- _Passage given_
● ● ● ● ● ● ●

[PATCH 1/6] staging: Import the BCM2835 MMAL-based V4L2 camera driver.

Mon Feb 6 07:01:53 PST 2017

Hi Mauro.

Can I just say that I'm not attempting to upstream this, others are. 
I've just answered questions raised.

On 06/02/17 12:37, Mauro Carvalho Chehab wrote:
> Em Sun, 5 Feb 2017 22:15:21 +0000
> Dave Stevenson <linux-media at destevenson.freeserve.co.uk> escreveu:
>
>
> If the goal was to protect some IP related to the sensors, I guess
> this is not going to protect anything, as there are recent driver
> submissions on linux-media for the ov5647 driver:
>
> https://patchwork.kernel.org/patch/9472441/
>
> There are also open source drivers for the Sony imx219 camera
> floating around for android and chromeOS:
>
> 	https://chromium.googlesource.com/chromiumos/third_party/kernel/+/factory-ryu-6486.14.B-chromeos-3.14/drivers/media/i2c/soc_camera/imx219.c
> 	https://android.googlesource.com/kernel/bcm/+/android-bcm-tetra-3.10-lollipop-wear-release/drivers/media/video/imx219.c
>
> Plus, there's a datasheet (with another driver) available at:
> 	https://github.com/rellimmot/Sony-IMX219-Raspberry-Pi-V2-CMOS
>
> So, you're not really protecting IP here.

None of the ISP processing, control loops, or tuning are open.
Yes there are kernel drivers kicking around for OV5647 and IMX219 now, 
but very little will consume raw Bayer.

● ● ● ● ● ● ●

- _Dataset content_
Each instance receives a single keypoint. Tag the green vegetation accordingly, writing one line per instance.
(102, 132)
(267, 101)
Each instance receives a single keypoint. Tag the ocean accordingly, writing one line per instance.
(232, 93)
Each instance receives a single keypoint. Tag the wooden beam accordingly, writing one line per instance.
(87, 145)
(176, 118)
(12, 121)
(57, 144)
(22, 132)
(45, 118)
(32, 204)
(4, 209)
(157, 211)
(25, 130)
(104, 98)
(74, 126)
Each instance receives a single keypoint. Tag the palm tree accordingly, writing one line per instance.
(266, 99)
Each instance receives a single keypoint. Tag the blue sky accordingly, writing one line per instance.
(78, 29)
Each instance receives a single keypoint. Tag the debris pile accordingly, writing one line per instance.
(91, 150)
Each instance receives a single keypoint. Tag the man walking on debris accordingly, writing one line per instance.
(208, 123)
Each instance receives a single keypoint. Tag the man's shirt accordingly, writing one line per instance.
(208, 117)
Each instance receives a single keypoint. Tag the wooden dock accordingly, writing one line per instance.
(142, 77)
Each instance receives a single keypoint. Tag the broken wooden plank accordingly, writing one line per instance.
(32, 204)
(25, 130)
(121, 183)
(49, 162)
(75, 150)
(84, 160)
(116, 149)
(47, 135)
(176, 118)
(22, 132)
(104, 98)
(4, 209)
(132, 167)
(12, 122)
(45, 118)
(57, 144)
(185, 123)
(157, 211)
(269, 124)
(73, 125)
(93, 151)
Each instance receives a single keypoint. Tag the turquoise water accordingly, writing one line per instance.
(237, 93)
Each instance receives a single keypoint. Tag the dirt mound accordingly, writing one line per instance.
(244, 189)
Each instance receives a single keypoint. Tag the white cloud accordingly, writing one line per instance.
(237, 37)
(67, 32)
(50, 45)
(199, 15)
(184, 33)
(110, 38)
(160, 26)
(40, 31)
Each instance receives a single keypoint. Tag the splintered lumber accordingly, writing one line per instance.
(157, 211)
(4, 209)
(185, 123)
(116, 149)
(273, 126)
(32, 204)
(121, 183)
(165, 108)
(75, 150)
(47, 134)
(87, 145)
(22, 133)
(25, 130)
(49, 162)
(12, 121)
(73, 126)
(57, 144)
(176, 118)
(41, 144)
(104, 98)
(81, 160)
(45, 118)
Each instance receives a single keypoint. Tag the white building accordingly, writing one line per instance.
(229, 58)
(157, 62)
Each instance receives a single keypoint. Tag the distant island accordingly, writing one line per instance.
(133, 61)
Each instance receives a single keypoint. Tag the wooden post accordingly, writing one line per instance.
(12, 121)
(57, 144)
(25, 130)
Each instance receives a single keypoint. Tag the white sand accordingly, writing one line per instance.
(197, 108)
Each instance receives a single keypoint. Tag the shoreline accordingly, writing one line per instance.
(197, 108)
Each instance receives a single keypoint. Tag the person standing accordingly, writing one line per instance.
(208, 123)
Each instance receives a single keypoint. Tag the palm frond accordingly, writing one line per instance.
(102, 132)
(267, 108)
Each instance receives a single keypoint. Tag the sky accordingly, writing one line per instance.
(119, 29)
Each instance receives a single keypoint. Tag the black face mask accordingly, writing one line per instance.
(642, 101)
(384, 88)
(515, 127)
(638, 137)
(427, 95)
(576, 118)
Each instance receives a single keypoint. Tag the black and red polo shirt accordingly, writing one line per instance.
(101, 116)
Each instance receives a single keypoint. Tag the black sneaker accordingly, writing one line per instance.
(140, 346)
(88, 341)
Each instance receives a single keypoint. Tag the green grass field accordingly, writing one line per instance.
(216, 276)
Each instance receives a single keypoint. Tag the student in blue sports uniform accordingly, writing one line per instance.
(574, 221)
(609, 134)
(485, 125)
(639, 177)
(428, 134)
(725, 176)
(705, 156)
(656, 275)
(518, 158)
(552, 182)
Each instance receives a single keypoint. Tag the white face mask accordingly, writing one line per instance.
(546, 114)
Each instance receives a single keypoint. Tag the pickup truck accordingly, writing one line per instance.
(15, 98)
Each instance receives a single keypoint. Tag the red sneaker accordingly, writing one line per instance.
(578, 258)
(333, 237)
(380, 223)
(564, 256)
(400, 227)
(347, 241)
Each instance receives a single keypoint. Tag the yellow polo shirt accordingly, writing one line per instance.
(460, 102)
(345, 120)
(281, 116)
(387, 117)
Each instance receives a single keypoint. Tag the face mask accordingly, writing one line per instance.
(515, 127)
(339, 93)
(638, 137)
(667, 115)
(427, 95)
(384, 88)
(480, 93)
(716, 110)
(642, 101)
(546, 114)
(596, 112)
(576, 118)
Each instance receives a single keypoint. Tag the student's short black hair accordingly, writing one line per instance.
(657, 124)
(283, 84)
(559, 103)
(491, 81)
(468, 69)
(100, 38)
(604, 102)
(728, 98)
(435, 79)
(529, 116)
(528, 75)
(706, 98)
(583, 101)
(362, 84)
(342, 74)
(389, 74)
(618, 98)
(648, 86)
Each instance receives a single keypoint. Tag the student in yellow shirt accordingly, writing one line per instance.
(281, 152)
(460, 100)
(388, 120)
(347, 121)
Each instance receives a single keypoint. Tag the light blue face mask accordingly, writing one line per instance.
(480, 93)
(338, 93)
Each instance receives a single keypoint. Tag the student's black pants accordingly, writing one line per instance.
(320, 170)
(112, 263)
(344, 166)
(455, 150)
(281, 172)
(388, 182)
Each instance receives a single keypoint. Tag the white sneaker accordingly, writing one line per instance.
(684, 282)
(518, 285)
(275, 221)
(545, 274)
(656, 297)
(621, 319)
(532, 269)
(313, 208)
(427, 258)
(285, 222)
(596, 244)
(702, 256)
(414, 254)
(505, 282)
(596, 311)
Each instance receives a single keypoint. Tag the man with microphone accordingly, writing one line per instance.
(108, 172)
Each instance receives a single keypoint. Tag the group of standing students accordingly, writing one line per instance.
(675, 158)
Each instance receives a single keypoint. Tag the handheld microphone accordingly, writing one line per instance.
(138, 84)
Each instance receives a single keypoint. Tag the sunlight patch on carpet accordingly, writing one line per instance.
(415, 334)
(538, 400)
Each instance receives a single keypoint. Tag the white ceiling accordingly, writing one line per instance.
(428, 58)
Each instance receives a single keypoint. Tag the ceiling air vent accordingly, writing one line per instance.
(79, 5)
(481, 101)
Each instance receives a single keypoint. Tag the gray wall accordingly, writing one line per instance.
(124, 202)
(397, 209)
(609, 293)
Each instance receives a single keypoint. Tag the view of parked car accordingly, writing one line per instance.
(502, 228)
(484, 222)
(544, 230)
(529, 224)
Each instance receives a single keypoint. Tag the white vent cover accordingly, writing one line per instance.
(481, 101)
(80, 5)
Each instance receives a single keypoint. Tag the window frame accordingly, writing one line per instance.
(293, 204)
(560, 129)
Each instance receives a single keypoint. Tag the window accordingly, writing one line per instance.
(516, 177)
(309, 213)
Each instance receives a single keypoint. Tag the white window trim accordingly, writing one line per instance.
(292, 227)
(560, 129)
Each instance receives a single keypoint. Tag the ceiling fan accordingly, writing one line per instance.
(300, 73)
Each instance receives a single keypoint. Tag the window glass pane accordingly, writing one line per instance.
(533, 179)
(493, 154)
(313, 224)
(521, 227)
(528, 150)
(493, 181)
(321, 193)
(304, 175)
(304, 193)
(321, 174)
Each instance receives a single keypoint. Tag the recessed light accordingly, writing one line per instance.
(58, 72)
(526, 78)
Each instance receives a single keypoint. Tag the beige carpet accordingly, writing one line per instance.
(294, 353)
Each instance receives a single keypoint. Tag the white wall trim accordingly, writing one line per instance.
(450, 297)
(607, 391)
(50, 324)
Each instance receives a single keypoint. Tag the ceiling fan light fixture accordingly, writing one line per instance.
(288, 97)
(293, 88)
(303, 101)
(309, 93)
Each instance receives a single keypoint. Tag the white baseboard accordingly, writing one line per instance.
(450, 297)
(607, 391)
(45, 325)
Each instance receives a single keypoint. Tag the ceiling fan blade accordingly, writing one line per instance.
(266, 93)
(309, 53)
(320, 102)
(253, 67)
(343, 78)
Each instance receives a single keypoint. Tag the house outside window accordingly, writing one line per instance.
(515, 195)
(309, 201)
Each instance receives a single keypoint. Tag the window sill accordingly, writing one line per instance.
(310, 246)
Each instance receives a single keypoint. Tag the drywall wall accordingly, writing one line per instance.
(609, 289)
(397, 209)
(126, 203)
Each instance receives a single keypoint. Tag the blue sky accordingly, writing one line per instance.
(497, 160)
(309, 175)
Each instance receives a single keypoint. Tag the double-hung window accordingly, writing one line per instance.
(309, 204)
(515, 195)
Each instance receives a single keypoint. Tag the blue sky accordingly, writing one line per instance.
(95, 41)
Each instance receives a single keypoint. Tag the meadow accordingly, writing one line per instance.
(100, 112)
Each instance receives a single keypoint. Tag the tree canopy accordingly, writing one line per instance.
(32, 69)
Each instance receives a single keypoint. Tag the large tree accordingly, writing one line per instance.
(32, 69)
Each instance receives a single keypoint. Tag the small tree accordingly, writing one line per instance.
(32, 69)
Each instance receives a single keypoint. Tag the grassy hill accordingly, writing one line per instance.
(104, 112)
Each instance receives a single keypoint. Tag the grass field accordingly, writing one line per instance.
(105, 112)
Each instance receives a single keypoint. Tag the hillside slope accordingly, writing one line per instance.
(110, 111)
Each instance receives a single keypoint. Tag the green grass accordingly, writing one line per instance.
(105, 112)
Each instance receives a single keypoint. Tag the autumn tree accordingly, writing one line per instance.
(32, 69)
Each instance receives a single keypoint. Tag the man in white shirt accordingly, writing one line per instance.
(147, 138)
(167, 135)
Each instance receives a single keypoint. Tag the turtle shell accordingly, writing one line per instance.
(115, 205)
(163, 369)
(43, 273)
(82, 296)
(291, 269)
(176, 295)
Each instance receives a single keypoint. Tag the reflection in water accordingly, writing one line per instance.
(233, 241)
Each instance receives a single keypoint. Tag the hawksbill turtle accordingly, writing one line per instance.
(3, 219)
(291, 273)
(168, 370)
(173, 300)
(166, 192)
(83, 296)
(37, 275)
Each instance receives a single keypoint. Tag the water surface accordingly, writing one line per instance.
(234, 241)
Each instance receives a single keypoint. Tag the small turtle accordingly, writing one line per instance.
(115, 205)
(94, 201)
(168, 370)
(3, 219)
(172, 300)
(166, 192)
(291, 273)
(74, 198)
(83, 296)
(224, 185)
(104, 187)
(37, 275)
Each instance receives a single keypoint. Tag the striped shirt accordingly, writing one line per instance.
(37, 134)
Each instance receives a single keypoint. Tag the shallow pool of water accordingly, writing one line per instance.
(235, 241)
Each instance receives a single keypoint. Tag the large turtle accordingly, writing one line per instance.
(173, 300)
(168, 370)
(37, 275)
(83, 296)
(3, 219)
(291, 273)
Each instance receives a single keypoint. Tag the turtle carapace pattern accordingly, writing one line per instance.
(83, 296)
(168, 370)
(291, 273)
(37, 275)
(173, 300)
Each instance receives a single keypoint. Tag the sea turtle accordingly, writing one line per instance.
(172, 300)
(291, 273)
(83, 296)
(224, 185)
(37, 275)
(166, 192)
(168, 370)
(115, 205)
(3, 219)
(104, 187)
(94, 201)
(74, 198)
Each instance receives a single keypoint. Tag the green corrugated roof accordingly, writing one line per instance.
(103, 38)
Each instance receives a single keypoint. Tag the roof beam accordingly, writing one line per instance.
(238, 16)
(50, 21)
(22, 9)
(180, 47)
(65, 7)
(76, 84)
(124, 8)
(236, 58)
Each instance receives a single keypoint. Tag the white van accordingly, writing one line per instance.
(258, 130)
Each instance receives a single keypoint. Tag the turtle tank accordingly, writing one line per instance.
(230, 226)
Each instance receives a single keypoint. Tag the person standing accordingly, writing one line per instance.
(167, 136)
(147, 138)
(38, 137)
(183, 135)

● ● ● ● ● ● ●

- _Instructions_
1) Answer these questions using the camera driver reply.
(a) For which sensor does the quoted message point to recent driver submissions on linux-media?
(b) For which two platforms are open source drivers for the Sony imx219 camera said to be floating around?
(c) Which three things does the reply say are not open?
2) Pick up the camera driver reply where it stops and keep writing it.

- _Answers to the exercises_
1)
(a) The ov5647.
(b) Android and chromeOS.
(c) The ISP processing, the control loops, and the tuning.

2)
That is also Omnivision or Sony IP, not Broadcom IP.

> If the goal is to protect some proprietary algorithm meant to enhance
> the camera captured streams, doing things like (auto-focus, auto-white
> adjustments, scaling, etc), and/or implementing codec encoders, you should,
> instead, restructure such codecs as mem2mem V4L2 drivers. There are a bunch
> of such codecs already for other SoC where such functions are implemented
> on GPU.
>
> If you add DMABUF capabilities and media controller to the capture
> driver and to the mem2mem drivers, userspace can use the V4L2 APIs
> to use those modules using the arrangements they need, without
> performance impacts.
>
> So, by obfuscating the code, you're not protecting anything. Just making
> harder for RPi customers to use, as you're providing a driver that is
> limited.
>
>>

<snip>

>>> Greg was kick on merging it on staging ;) Anyway, the real review
>>> will happen when the driver becomes ready to be promoted out of
>>> staging. When you address the existing issues and get it ready to
>>> merge, please send the patch with such changes to linux-media ML.
>>> I'll do a full review on it by then.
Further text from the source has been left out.